## Task description
Would you please copy every line from the records that contains the word "blonde"?

========================

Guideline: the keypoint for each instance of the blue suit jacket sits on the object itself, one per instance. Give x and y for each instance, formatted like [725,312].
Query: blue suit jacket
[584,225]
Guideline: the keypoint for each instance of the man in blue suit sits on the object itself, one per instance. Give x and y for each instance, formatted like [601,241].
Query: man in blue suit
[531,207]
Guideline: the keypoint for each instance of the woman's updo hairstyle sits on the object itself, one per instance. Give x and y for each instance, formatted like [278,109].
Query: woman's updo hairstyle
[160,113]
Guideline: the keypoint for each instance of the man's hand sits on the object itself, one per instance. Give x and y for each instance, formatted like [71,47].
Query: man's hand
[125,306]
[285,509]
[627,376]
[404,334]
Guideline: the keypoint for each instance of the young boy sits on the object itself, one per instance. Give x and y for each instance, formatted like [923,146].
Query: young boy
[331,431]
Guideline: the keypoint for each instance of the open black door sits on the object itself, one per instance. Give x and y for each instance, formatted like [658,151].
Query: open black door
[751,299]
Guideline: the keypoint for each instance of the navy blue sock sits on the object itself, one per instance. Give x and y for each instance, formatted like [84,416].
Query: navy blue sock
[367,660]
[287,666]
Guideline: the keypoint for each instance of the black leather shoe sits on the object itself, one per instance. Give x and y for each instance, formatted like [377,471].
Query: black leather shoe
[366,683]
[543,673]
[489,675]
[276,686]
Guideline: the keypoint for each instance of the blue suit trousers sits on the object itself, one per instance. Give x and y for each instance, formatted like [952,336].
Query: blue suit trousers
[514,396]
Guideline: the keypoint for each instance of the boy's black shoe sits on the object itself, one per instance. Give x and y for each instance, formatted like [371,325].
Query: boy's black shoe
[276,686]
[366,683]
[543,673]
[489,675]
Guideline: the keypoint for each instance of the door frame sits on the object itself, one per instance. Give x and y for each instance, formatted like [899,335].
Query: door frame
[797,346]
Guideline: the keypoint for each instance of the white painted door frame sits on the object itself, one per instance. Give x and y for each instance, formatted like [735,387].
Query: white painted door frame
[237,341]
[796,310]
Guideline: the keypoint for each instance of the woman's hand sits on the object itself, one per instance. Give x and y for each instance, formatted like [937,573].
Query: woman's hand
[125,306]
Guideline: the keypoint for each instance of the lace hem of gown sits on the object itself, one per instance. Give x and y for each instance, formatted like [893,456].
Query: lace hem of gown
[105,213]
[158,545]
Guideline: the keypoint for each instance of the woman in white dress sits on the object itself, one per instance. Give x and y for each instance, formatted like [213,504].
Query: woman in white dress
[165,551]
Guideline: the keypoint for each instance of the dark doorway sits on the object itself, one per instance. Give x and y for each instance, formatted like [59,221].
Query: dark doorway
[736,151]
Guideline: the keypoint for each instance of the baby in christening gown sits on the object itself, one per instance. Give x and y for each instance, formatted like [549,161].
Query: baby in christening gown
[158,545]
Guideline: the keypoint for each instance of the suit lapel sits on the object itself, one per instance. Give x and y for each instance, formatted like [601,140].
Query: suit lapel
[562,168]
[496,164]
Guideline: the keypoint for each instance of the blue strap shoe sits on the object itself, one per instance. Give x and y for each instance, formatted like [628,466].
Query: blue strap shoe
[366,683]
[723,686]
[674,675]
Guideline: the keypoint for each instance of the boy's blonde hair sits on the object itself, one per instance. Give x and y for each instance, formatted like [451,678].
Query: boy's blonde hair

========================

## Answer section
Guideline: the keypoint for each instance of the boy's blonde hair sits on the object itself, one per instance. Give x and y for each instance, formatted like [451,678].
Query: boy's blonde hair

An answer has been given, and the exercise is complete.